Here our Canons declare in no uncertain terms that it is the error of the Arminians to teach that Christ bore away the original guilt for all men. They call this an error repugnant to the Scriptures. And they point out that by nature we are “children of wrath,” according to the Scriptures. 

But we express that same conviction in our Confession of Faith, Article 15, which deals with the subject of original sin.

We believe, that, through the disobedience of Adam, original sin is extended to all mankind; which is a corruption of the whole nature, and an hereditary disease, wherewith infants themselves are infected even in their mother’s womb, and which produceth in man all sorts of sin, being in him as a root thereof; and therefore is so vile and abominable in the sight of God, that it is sufficient to condemn all mankind. Nor is it by any means abolished or done away by baptism; since sin always issues forth from this woeful source, as water from a fountain; notwithstanding it is not imputed to the children of God unto condemnation, but by his grace and mercy is forgiven them.

This article plainly teaches that the original sin of Adam is “extended to all mankind,” and “is sufficient to condemn all mankind.” It also states that only the children of God are freed from this imputation, for this sin “is not imputed to the children of God unto condemnation, but by his (God’s) grace and mercy is forgiven them.” According to this article Christ did not die for all men. He did not remove the original guilt of Adam from all men. Nor does this article teach a restraint of sin in the heart of the wicked. But it tells us that the whole nature is corrupted, and that children are already infected with this hereditary disease when they are born. The first sin of Adam is the root of all sin, producing all sorts of sins. It is so vile and abominable in the sight of God, that it is sufficient to bring God’s just condemnation upon all.

* _Records provided_
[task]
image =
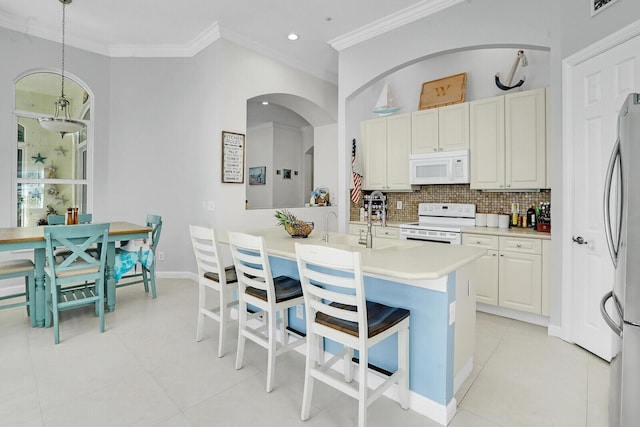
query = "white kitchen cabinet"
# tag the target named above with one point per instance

---

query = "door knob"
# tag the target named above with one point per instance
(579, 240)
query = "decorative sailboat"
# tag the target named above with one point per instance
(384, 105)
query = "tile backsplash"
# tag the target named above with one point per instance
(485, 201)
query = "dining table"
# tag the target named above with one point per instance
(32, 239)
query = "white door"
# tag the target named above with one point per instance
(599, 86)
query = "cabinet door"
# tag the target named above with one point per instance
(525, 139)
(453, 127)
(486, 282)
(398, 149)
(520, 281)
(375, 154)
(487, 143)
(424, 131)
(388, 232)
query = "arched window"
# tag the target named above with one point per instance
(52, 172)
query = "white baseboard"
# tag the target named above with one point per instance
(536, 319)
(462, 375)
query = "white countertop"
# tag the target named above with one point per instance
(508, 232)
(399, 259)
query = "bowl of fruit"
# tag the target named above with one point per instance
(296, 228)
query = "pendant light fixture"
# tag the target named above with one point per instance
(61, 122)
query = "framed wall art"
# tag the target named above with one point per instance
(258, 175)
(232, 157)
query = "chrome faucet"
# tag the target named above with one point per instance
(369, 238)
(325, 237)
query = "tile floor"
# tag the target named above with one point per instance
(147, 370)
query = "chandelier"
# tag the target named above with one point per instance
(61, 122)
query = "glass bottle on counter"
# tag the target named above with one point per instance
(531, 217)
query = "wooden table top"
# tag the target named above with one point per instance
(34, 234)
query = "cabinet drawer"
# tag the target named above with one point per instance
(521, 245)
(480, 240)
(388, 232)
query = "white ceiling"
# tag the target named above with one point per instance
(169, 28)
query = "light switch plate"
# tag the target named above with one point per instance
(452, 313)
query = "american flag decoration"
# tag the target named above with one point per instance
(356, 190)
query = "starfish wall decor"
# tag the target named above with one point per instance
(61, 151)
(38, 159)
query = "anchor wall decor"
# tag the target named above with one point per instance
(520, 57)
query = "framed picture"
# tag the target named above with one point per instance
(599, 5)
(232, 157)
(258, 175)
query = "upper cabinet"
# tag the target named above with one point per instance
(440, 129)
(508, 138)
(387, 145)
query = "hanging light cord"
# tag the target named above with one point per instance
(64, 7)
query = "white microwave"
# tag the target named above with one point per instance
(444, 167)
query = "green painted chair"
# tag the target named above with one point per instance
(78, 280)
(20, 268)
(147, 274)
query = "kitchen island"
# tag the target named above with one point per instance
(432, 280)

* * *

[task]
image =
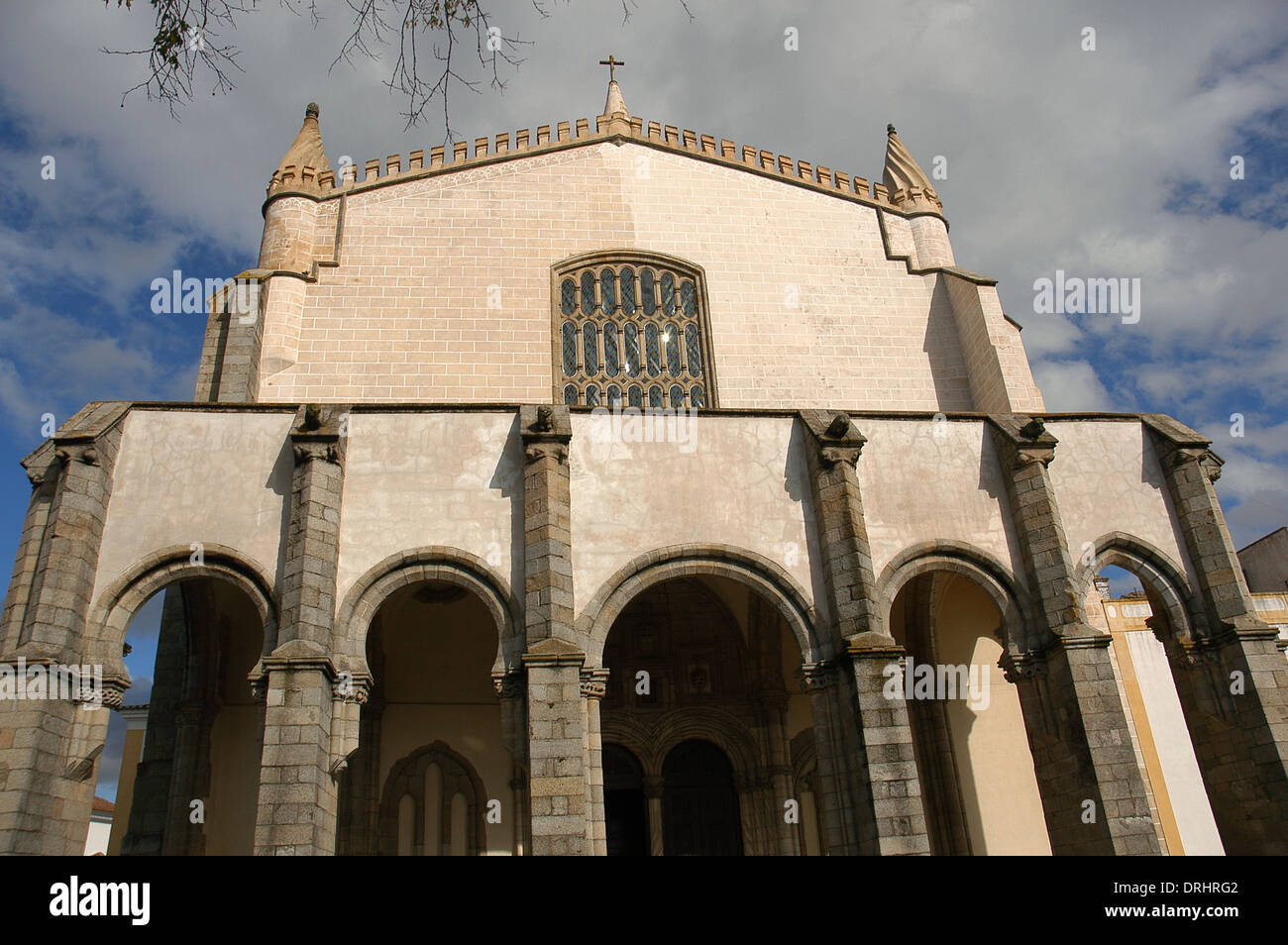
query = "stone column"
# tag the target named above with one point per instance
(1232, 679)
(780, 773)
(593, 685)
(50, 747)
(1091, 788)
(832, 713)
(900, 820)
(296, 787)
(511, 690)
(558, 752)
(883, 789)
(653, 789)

* _Assignment A_
List every phrase the final paragraph of the passage on original sin puts in quotation marks.
* _Assignment B_
Transcribe the passage on original sin starting at "We believe, that, through" and ending at "his grace and mercy is forgiven them.".

* _Expected answer A_
- "extended to all mankind"
- "is sufficient to condemn all mankind"
- "is not imputed to the children of God unto condemnation, but by his (God's) grace and mercy is forgiven them"

* _Expected answer B_
We believe, that, through the disobedience of Adam, original sin is extended to all mankind; which is a corruption of the whole nature, and an hereditary disease, wherewith infants themselves are infected even in their mother’s womb, and which produceth in man all sorts of sin, being in him as a root thereof; and therefore is so vile and abominable in the sight of God, that it is sufficient to condemn all mankind. Nor is it by any means abolished or done away by baptism; since sin always issues forth from this woeful source, as water from a fountain; notwithstanding it is not imputed to the children of God unto condemnation, but by his grace and mercy is forgiven them.